» **Приведённый текст**:
Особенность реалистического метода Рота состоит в том, что он не навязывает читателям свои этические постулаты. Его художественные образы имплицитно обобщают социально-политические и психологические закономерности современности. Реализм Ф. Рота - в воплощении возможностей существования сообщества людей, освобожденных (пусть лишь в отдельные моменты, подобные пасторальной жизни США в 1950-е годы) от борьбы за сохранение своего непосредственного бытия.

Роман Рота отличает глубокое исследование тайны человеческой личности, осознание человеком себя. Он решает эту проблему как на позитивном материале - образ Шведа, понявшего и принявшего свою миссию человека, с вытекающим отсюда пронзительным чувством ответственности за свои действия, - так и на негативном - образ Мерри, ставшей преступницей по отношению к феномену собственной личности и обществу. Предательство по отношению к себе приобретает в романе мифологические черты крушения постмодернистской личности, выражающиеся в отсутствии чуткости к органической, пасторальной красоте мира и своей созвучности ей при всем ощущении предельно жестоких жизненных ситуаций.

» **Фрагмент файла данных**:
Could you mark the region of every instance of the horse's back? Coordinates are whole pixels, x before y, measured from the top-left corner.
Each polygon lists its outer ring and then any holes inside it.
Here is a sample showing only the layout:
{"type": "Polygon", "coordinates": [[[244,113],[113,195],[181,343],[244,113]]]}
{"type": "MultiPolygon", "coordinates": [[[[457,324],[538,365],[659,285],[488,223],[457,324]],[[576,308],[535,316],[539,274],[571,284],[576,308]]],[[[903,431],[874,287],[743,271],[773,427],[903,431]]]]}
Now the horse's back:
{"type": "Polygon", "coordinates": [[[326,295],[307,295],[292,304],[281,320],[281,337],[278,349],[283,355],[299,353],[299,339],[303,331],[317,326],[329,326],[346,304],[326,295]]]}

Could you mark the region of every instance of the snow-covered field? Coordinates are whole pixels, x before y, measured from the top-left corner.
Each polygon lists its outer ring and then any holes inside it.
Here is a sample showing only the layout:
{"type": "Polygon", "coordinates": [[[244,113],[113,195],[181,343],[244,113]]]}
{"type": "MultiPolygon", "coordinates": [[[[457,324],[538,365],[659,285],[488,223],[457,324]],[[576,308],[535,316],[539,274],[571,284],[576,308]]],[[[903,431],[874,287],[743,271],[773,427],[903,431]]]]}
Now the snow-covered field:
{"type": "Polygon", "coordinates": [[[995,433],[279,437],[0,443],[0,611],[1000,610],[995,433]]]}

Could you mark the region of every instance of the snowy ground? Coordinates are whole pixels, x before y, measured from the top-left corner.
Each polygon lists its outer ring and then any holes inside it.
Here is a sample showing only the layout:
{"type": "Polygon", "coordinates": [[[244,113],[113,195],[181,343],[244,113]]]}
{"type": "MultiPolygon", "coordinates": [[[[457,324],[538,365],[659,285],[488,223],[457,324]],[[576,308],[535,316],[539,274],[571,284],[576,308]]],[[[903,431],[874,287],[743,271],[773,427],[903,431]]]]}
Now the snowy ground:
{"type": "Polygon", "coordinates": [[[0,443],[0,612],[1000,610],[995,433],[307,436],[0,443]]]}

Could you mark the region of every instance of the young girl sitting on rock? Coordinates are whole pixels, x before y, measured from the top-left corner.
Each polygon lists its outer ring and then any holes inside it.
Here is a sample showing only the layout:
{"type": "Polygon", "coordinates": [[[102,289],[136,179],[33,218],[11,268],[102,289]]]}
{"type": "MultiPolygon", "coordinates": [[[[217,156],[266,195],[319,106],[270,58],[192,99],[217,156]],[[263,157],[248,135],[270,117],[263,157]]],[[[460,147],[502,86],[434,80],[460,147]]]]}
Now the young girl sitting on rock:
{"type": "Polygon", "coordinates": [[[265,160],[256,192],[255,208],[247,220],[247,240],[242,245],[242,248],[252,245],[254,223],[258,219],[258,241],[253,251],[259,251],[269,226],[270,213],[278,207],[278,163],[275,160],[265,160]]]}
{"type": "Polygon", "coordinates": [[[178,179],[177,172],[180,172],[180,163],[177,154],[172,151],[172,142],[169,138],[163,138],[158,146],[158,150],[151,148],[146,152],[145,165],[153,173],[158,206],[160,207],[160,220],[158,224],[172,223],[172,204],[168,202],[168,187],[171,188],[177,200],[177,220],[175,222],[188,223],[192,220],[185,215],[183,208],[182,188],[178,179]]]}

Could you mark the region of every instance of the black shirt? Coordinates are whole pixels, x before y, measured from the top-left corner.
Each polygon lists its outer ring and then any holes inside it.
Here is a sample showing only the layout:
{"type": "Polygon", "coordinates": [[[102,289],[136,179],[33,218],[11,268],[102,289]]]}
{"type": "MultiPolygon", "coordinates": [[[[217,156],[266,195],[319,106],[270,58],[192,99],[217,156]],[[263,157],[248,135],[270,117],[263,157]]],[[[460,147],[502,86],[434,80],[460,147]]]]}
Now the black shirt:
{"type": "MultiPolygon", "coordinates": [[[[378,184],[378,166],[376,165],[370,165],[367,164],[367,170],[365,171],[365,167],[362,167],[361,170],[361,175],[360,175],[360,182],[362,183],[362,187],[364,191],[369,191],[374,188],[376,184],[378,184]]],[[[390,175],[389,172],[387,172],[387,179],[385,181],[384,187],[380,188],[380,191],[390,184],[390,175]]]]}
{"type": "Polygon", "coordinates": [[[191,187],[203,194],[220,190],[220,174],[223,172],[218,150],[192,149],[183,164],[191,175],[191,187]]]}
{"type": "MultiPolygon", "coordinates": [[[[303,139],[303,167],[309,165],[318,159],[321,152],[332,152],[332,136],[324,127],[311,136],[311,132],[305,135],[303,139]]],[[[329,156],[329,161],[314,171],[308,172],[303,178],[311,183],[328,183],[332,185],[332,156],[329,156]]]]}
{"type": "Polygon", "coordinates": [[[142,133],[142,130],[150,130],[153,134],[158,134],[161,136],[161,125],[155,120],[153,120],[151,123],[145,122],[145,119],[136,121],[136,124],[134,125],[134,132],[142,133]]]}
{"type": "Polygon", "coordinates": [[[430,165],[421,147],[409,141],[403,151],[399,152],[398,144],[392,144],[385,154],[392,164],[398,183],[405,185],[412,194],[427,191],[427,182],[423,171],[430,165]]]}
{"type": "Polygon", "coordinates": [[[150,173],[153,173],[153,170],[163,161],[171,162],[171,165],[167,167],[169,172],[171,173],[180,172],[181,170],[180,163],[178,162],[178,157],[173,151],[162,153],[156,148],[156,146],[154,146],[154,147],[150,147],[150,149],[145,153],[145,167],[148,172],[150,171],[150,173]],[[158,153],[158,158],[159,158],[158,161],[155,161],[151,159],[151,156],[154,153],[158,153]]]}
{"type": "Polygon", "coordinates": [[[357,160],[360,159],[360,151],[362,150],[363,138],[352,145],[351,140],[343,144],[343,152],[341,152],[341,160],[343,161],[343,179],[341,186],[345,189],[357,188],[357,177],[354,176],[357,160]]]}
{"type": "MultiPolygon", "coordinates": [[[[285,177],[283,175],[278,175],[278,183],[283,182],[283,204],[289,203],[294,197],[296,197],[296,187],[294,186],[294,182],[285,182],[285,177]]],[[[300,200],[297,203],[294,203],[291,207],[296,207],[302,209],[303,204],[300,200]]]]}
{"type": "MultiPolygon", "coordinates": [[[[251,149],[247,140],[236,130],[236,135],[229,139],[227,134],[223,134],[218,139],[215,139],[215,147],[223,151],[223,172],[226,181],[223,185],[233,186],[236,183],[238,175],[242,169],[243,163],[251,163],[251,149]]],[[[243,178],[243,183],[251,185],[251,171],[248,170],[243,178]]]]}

» **Поставленная задача**: Воспроизведите полностью и без каких-либо изменений текст о романе Рота. Приведённые строки здесь не используются.

» **Полный ответ**:
Особенность реалистического метода Рота состоит в том, что он не навязывает читателям свои этические постулаты. Его художественные образы имплицитно обобщают социально-политические и психологические закономерности современности. Реализм Ф. Рота - в воплощении возможностей существования сообщества людей, освобожденных (пусть лишь в отдельные моменты, подобные пасторальной жизни США в 1950-е годы) от борьбы за сохранение своего непосредственного бытия.

Роман Рота отличает глубокое исследование тайны человеческой личности, осознание человеком себя. Он решает эту проблему как на позитивном материале - образ Шведа, понявшего и принявшего свою миссию человека, с вытекающим отсюда пронзительным чувством ответственности за свои действия, - так и на негативном - образ Мерри, ставшей преступницей по отношению к феномену собственной личности и обществу. Предательство по отношению к себе приобретает в романе мифологические черты крушения постмодернистской личности, выражающиеся в отсутствии чуткости к органической, пасторальной красоте мира и своей созвучности ей при всем ощущении предельно жестоких жизненных ситуаций.